[Work to complete] Please reproduce the records word for word, starting at the line containing "Category: car wheel" and ending with the final line of the records.

Named object pointing records

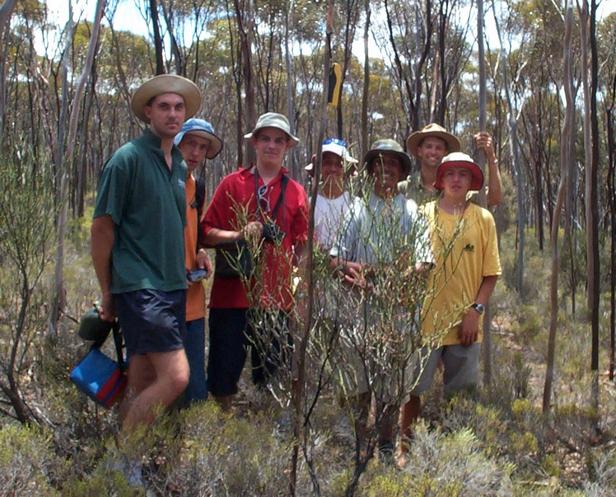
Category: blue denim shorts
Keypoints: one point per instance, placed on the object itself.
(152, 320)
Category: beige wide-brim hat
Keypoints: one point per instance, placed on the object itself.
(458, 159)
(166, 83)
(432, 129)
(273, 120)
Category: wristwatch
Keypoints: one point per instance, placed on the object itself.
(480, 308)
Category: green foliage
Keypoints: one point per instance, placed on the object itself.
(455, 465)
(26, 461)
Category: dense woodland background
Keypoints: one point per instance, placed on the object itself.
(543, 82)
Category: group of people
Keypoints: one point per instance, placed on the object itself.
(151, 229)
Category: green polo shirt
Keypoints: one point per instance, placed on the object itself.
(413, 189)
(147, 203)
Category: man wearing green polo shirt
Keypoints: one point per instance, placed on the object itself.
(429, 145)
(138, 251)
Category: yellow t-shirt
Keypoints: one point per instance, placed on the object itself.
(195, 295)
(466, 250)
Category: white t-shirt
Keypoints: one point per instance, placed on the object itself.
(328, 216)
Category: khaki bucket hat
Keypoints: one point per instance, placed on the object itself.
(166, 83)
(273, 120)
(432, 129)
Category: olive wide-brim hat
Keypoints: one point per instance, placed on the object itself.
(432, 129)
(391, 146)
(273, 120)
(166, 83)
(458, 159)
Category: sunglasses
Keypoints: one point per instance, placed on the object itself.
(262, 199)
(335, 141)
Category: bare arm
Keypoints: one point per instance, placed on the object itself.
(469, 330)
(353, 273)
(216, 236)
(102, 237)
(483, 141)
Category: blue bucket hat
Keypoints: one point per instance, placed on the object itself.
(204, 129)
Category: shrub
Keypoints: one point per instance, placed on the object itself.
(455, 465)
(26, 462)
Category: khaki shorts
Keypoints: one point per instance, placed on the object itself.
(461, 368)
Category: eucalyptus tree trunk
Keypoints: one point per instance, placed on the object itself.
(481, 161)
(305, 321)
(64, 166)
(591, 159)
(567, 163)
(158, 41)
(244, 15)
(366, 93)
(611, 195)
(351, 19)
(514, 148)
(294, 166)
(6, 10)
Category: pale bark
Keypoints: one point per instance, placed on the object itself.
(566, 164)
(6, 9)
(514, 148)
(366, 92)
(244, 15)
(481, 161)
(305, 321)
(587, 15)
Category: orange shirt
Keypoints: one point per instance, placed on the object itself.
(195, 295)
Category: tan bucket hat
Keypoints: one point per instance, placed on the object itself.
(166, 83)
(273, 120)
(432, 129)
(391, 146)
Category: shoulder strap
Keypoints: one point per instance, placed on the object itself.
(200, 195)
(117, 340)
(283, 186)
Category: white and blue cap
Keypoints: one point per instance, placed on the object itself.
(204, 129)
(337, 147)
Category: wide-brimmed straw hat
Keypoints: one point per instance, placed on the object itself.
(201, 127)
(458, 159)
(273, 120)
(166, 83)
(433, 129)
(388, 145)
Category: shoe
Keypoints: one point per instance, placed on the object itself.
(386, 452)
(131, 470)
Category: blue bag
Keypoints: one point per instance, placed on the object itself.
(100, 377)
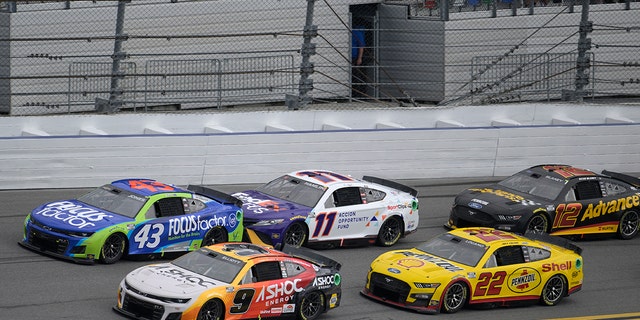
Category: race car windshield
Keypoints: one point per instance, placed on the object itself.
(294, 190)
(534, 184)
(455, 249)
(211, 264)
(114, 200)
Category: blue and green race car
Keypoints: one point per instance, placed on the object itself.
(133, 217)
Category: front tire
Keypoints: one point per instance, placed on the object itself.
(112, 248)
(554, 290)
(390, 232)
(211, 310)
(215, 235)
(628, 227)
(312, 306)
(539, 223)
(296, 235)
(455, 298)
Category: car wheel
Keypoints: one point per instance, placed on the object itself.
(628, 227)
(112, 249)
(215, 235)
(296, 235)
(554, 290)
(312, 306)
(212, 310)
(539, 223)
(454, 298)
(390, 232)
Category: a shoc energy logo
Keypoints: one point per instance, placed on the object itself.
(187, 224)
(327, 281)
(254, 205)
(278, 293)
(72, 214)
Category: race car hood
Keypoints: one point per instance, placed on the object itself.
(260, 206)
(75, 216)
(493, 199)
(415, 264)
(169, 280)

[Written answer]
Category: car wheel
Keypoints: one point per instance, placed on the object itself.
(628, 227)
(112, 249)
(215, 235)
(296, 235)
(554, 290)
(312, 306)
(212, 310)
(539, 223)
(454, 298)
(390, 232)
Category: a shoc energy logo
Keypoints: one point per instance, placed on the object itself.
(187, 224)
(327, 281)
(254, 205)
(278, 293)
(72, 214)
Category: race car hood
Keypoints: one point per instance, placed on the object itself.
(260, 206)
(75, 216)
(493, 199)
(415, 264)
(169, 280)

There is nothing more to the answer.